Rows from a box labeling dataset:
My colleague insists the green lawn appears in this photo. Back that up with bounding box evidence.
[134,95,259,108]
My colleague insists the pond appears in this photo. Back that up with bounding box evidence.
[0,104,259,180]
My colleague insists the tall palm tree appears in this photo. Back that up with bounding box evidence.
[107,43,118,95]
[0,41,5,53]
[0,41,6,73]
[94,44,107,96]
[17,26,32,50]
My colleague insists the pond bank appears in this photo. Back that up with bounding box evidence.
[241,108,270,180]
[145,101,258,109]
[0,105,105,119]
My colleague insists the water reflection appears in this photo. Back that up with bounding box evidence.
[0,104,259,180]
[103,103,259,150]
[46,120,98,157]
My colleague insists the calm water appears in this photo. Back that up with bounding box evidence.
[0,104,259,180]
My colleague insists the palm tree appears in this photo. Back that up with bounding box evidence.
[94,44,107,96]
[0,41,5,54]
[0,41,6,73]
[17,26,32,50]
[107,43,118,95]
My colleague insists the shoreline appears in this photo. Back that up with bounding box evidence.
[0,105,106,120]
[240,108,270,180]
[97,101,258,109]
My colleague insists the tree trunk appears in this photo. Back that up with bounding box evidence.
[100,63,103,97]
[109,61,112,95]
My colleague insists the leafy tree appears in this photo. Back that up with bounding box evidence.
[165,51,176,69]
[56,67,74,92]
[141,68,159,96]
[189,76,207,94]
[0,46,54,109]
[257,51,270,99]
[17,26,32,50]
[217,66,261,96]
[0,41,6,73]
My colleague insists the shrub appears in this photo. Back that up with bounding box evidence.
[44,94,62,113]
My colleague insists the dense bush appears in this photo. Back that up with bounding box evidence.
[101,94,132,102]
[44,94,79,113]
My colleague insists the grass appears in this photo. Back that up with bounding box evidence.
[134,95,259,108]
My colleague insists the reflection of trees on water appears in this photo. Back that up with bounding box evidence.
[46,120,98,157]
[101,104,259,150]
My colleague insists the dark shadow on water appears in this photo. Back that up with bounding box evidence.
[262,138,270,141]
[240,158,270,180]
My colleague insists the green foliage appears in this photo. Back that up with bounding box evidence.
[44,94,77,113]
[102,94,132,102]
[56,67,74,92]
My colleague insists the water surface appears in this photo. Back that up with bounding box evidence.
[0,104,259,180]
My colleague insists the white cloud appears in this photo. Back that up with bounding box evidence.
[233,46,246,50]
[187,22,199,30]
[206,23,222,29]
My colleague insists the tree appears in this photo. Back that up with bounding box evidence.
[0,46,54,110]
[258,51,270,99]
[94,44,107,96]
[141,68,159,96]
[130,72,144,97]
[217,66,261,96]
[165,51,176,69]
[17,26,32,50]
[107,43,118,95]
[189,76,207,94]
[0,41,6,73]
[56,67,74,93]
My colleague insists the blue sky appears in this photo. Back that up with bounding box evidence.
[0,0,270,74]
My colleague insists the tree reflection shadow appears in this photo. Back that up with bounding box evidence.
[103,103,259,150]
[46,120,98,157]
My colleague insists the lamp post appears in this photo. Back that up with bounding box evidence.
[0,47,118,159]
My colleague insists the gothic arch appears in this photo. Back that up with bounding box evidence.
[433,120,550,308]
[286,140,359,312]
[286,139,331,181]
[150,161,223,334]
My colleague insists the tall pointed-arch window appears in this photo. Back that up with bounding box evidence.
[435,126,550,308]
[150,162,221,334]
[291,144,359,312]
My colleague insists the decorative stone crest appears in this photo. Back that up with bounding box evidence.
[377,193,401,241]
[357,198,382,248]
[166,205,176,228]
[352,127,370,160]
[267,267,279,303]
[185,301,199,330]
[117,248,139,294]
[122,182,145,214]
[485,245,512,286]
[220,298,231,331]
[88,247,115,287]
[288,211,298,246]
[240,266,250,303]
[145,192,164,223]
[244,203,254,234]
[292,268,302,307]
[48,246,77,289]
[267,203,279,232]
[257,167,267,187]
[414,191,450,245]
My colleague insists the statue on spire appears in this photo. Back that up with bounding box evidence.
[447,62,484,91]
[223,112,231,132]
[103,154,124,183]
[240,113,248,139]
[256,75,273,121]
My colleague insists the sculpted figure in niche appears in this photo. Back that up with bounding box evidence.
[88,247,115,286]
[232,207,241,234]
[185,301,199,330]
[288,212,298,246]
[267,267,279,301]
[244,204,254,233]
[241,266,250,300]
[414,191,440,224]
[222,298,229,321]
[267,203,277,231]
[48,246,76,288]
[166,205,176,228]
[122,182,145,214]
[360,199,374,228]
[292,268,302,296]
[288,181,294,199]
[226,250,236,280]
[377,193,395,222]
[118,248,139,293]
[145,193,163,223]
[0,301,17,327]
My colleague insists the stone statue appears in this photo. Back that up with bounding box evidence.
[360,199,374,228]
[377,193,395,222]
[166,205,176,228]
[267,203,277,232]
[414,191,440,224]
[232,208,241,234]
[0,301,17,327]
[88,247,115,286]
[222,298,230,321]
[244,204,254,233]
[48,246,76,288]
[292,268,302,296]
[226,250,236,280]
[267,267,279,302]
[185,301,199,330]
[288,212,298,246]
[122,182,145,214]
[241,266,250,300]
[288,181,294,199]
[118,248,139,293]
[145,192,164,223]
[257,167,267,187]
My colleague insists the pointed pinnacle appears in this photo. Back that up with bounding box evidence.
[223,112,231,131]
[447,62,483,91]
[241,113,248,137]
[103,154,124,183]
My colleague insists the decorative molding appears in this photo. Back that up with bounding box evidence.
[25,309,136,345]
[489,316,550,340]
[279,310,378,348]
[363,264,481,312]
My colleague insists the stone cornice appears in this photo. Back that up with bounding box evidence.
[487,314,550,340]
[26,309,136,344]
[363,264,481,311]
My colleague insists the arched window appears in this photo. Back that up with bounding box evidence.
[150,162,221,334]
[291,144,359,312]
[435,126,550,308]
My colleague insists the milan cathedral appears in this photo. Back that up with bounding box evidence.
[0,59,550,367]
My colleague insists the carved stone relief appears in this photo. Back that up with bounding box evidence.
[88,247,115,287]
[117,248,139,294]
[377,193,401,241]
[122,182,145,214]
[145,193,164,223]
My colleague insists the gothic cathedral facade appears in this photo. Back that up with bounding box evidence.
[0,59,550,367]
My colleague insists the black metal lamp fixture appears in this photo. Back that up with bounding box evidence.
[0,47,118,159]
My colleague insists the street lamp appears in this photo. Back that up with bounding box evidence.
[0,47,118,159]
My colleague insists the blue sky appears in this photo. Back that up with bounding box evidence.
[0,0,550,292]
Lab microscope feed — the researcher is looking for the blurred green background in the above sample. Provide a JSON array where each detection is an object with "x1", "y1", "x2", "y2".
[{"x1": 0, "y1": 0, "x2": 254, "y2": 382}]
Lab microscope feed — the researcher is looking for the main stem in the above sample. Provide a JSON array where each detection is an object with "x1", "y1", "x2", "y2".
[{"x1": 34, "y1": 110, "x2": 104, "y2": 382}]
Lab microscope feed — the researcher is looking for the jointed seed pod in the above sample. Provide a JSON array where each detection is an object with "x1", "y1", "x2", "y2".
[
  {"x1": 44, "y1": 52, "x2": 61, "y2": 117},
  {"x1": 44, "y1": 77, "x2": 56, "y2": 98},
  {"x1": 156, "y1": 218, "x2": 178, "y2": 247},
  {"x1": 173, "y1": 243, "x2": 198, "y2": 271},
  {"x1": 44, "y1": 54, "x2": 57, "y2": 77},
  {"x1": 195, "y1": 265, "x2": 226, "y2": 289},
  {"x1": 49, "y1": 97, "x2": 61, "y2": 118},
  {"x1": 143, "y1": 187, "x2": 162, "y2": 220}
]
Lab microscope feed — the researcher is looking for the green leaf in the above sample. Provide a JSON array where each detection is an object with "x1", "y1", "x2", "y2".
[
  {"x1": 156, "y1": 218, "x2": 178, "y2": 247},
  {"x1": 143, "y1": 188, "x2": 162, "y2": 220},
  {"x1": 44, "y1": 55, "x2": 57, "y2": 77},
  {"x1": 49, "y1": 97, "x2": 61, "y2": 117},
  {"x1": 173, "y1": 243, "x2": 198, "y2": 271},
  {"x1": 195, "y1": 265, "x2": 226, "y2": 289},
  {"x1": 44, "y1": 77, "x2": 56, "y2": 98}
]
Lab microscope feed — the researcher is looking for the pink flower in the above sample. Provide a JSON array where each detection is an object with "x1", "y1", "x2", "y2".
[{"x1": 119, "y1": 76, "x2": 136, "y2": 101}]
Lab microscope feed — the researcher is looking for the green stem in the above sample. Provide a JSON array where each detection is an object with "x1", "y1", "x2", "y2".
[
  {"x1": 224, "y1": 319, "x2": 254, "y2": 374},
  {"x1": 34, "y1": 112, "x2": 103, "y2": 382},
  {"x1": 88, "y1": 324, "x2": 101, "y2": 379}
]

-- Request --
Pick out every line in the material that contains the word "decorative", and copy each one.

-- Task answer --
My colleague insists the decorative stone crest appears in this photo. Back that up with bounding box evidence.
My colleague insists the decorative molding appears in this photo. Back that up with bounding box evidence.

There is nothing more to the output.